- Your goal
Every entry should be returned exactly. Omit none of them.

******

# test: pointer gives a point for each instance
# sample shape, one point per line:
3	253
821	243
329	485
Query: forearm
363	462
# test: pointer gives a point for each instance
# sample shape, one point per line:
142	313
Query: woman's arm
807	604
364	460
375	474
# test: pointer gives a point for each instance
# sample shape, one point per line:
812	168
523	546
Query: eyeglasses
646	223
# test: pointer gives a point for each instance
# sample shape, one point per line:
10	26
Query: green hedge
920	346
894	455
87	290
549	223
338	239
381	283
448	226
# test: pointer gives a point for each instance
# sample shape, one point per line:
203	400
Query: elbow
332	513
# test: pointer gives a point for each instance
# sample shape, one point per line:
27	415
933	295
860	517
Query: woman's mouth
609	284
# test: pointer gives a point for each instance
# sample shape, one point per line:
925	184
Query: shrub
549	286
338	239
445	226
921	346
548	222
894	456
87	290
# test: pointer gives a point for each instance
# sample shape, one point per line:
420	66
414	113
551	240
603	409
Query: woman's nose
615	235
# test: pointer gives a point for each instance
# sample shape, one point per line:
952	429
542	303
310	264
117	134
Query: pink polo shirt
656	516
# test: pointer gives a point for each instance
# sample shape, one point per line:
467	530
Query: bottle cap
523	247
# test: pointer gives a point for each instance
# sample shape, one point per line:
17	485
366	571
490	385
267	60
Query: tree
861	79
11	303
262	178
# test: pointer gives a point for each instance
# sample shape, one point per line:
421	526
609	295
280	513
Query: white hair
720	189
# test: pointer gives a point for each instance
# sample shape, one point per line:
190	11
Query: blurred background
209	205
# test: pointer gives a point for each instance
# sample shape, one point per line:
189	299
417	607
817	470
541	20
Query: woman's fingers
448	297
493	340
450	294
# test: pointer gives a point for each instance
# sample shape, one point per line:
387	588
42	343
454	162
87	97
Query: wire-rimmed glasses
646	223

******

- Solution to this exercise
# test: pointer gives a point for each instance
# sample shape, one point per line:
3	253
821	243
329	485
Query: forearm
363	462
# test: pointer gives a point for each instance
# sample shape, one point per line:
142	313
Query: woman's arm
807	604
364	460
375	474
# test: pointer gives a point for each instance
# sample shape, one point per line:
812	168
523	546
Query: eyeglasses
646	223
# test: pointer gives a point for each instance
# sample shape, one point per line:
10	26
Query: green hedge
920	346
894	455
87	290
549	223
338	239
381	283
448	226
# test: pointer gives a point for each instance
# sample shape, one point per line:
203	400
Query: elbow
332	513
# test: pointer gives a point for each instance
# sample shape, one point per line:
27	415
933	295
860	517
Query: woman's mouth
609	284
# test: pointer gives a point for each instance
# sample shape, one point per line:
925	184
Query: shrub
549	286
338	239
445	226
921	346
548	222
894	456
87	290
# test: pointer gives a point for each instance
# sample shape, one point per line:
420	66
414	113
551	240
603	409
Query: woman's nose
615	235
# test: pointer gives a point for each instance
# sample shape, one point per line:
952	429
542	303
310	264
117	134
Query: pink polo shirt
656	516
# test: pointer gives a point for each instance
# sample shape, one point per line:
467	530
Query: bottle cap
523	247
# test: pointer gives a point for each instance
# sample shape, one point per line:
17	485
366	571
490	385
267	60
Query: tree
861	79
11	303
262	178
# test: pointer gives a point for each instance
# sample shape, one point per line:
421	526
609	295
280	513
Query: white hair
720	189
# test: pointer gives a point for each instance
# sample shape, one point per line:
190	11
Query: blurred background
209	205
# test: pointer gives a point for each instance
# sample shape, one point per line:
189	299
417	607
817	470
541	20
Query: woman's fingers
448	297
493	340
450	294
# test: pointer gives a point for each instance
# sample shape, one point per line:
387	588
42	343
454	162
87	97
Query: wire-rimmed glasses
646	223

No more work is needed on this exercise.